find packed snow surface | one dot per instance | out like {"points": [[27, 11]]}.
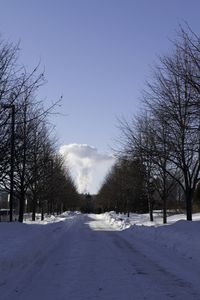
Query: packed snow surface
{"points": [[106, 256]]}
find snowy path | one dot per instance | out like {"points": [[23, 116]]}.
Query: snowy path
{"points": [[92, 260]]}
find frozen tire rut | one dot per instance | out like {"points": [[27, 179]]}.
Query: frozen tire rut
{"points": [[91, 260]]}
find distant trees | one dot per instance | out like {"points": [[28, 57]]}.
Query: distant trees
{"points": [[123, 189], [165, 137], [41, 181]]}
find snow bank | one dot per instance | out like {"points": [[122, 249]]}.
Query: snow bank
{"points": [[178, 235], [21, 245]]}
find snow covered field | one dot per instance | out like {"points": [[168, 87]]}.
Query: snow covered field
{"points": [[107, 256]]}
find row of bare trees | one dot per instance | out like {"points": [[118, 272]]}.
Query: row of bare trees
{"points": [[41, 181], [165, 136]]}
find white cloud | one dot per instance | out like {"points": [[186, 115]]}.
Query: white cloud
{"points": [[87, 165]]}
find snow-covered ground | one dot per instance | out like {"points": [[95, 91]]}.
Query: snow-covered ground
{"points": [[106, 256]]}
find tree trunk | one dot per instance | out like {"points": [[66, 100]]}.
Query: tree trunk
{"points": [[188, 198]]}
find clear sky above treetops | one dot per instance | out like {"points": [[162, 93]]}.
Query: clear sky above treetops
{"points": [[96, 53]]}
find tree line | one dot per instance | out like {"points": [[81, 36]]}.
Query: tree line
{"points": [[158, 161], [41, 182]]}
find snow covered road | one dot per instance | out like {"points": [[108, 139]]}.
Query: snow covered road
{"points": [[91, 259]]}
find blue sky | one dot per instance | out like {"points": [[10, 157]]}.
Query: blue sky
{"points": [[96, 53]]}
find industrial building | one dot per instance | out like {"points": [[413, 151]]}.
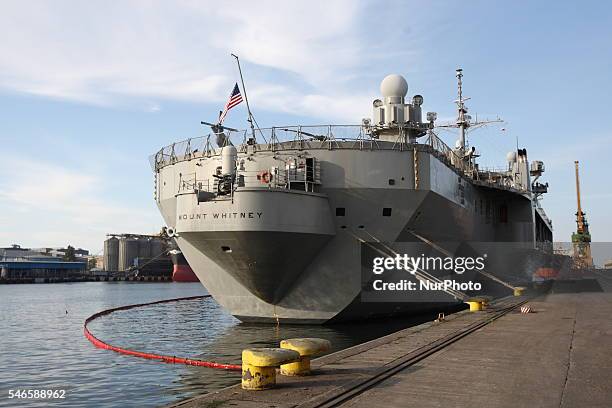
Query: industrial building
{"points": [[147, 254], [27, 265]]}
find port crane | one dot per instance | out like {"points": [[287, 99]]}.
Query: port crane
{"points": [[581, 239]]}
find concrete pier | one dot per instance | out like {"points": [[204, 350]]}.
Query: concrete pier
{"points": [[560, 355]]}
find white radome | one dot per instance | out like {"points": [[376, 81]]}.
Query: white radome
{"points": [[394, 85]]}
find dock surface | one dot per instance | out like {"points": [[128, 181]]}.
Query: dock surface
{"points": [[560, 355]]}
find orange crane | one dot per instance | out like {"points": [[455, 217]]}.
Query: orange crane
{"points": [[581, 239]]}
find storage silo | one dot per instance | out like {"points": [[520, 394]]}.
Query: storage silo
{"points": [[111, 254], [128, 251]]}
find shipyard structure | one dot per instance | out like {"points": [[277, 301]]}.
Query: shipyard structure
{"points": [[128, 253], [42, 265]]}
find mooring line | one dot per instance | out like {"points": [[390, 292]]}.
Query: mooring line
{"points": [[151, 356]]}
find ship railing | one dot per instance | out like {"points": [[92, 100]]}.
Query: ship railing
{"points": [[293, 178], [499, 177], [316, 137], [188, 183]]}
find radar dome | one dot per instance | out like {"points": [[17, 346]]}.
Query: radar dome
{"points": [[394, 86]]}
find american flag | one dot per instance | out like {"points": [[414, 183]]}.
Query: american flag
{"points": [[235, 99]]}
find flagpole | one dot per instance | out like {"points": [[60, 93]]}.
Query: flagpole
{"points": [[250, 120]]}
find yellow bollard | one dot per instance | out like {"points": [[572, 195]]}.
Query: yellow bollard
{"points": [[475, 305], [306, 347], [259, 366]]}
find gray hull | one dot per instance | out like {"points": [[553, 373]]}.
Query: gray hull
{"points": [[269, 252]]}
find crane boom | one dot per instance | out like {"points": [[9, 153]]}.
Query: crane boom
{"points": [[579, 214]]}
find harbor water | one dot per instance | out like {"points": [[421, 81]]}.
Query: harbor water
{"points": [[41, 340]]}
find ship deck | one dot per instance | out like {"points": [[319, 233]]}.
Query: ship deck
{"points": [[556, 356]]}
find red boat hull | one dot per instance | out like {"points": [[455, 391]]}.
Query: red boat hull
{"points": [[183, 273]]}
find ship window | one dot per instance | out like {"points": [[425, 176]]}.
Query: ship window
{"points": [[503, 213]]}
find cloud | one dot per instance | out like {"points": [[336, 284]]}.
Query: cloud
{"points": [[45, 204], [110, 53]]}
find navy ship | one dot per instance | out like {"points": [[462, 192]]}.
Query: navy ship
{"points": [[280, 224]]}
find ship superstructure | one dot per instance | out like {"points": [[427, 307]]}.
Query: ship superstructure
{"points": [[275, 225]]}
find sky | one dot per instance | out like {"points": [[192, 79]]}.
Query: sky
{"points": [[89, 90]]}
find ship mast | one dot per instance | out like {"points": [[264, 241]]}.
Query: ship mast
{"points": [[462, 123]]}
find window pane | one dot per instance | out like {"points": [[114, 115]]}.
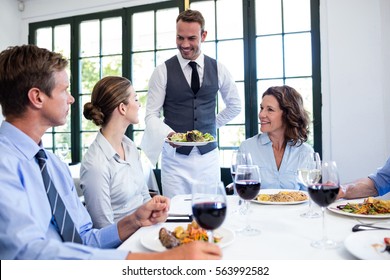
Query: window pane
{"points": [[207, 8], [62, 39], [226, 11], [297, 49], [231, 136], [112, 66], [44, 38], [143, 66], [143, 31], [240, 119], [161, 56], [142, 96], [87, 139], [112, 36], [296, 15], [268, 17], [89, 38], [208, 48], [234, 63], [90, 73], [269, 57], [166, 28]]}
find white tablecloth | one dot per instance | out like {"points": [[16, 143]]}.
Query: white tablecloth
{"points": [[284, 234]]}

▶ **TASK TO COMPLETE**:
Leave out the pictures and copy the rest of the material above exactly.

▶ **RESPONSE FOR THIS EXERCISE**:
find packed snow surface | one dot per instance | out like {"points": [[27, 11]]}.
Query: packed snow surface
{"points": [[106, 256]]}
find snowy path | one dot per instance | out like {"points": [[23, 116]]}.
Query: snowy path
{"points": [[92, 260]]}
find frozen tire rut | one dot per instance | out like {"points": [[27, 179]]}.
Query: frozen tire rut
{"points": [[91, 260]]}
find distant trees | one dot per instance | out like {"points": [[28, 57]]}.
Query: distant trees
{"points": [[123, 189], [165, 137], [41, 181]]}
find snow bank | one dot per instance | out like {"points": [[122, 249]]}.
Query: snow bank
{"points": [[178, 235], [21, 245]]}
find snow covered field | one dot per instance | out like {"points": [[168, 87]]}.
Query: snow covered field
{"points": [[107, 256]]}
find row of bare trees | one dot per instance | out like {"points": [[118, 272]]}.
Query: row of bare trees
{"points": [[41, 181], [165, 136]]}
find white cloud | one dot per instance | out like {"points": [[186, 115]]}.
Query: white cloud
{"points": [[87, 165]]}
find snow-covered ground | one dot per instance | out like {"points": [[95, 91]]}.
Query: snow-covered ground
{"points": [[106, 256]]}
find tree trunk | one dot per instance | out like {"points": [[66, 100]]}.
Query: tree trunk
{"points": [[188, 198]]}
find clear sky above treetops | one dot per instance | out like {"points": [[162, 93]]}.
Query: clear sky above treetops
{"points": [[96, 53]]}
find tree line | one dot per instance | out like {"points": [[81, 36]]}.
Query: tree line
{"points": [[158, 161], [41, 182]]}
find snow covered road | one dot per instance | out like {"points": [[108, 139]]}.
Query: snow covered road
{"points": [[91, 259]]}
find blue sky | one dot per instance | out like {"points": [[10, 157]]}.
Query: blue sky
{"points": [[96, 53]]}
find industrial building | one dot per instance | out like {"points": [[413, 151]]}.
Query: industrial building
{"points": [[147, 254], [27, 265]]}
find port crane | one dot per instance | out like {"points": [[287, 99]]}.
Query: port crane
{"points": [[581, 239]]}
find concrete pier | one dot per instance | out like {"points": [[204, 350]]}.
Query: concrete pier
{"points": [[560, 355]]}
find white radome | one dot per instance | out like {"points": [[376, 81]]}.
Query: white radome
{"points": [[394, 85]]}
find dock surface | one dot per instance | out like {"points": [[128, 181]]}.
Query: dock surface
{"points": [[560, 355]]}
find orange crane | one dot per instance | out like {"points": [[455, 217]]}.
Query: orange crane
{"points": [[581, 239]]}
find storage silo | one dot per instance | out like {"points": [[520, 394]]}.
Query: storage silo
{"points": [[111, 254], [128, 251]]}
find shipyard structure | one dot per instance | out like {"points": [[277, 301]]}.
Query: shipyard structure
{"points": [[128, 253], [42, 265]]}
find mooring line | one dot per instance | out like {"points": [[390, 292]]}.
Query: mooring line
{"points": [[151, 356]]}
find ship railing | one dot per instance | out like {"points": [[92, 100]]}.
Query: ship railing
{"points": [[293, 178], [499, 177], [316, 137], [188, 183]]}
find radar dome | one dot per instance | out like {"points": [[17, 346]]}.
Query: radar dome
{"points": [[394, 86]]}
find american flag | one dot per instance | out like {"points": [[414, 183]]}.
Query: american flag
{"points": [[235, 99]]}
find flagpole | one dot per instance | out like {"points": [[60, 93]]}.
Query: flagpole
{"points": [[250, 120]]}
find yellow bollard | one dot per instance | out like {"points": [[572, 195]]}.
Query: yellow bollard
{"points": [[475, 305], [306, 347], [259, 366]]}
find gray hull | one dot per instance | out like {"points": [[553, 373]]}.
Query: gray hull
{"points": [[269, 252]]}
find crane boom | one dot per instance | out like {"points": [[9, 153]]}.
Query: crane boom
{"points": [[579, 214]]}
find harbor water | one dot per instance | out like {"points": [[421, 81]]}.
Query: harbor water
{"points": [[41, 340]]}
find ship deck | one dot per instance | out like {"points": [[319, 233]]}.
Query: ship deck
{"points": [[556, 356]]}
find red boat hull | one dot per instance | out like {"points": [[455, 391]]}.
Query: red boat hull
{"points": [[183, 273]]}
find ship window | one dot per instance | out like {"points": [[425, 176]]}.
Query: ship window
{"points": [[503, 213]]}
find cloud | one dot per instance | out like {"points": [[336, 284]]}.
Query: cloud
{"points": [[45, 204], [110, 53]]}
find navy ship | one dot per instance | out like {"points": [[462, 192]]}.
Query: navy ship
{"points": [[280, 224]]}
find ship superstructure | one dot per instance | out like {"points": [[427, 307]]}.
Query: ship superstructure
{"points": [[275, 225]]}
find sky | one dot per instance | out like {"points": [[192, 79]]}.
Query: sky
{"points": [[89, 90]]}
find ship mast | one dot per instance | out like {"points": [[264, 241]]}.
Query: ship mast
{"points": [[462, 123]]}
find window pane | one dot per instance | out like {"points": [[114, 115]]}.
Query: window pane
{"points": [[207, 8], [62, 39], [226, 11], [297, 49], [231, 136], [112, 66], [44, 38], [143, 66], [143, 31], [240, 119], [161, 56], [142, 96], [87, 139], [112, 36], [296, 15], [268, 17], [89, 38], [208, 48], [234, 63], [90, 73], [269, 57], [166, 28]]}
find white tablecloth | one dot per instance | out like {"points": [[16, 143]]}.
Query: white tablecloth
{"points": [[284, 234]]}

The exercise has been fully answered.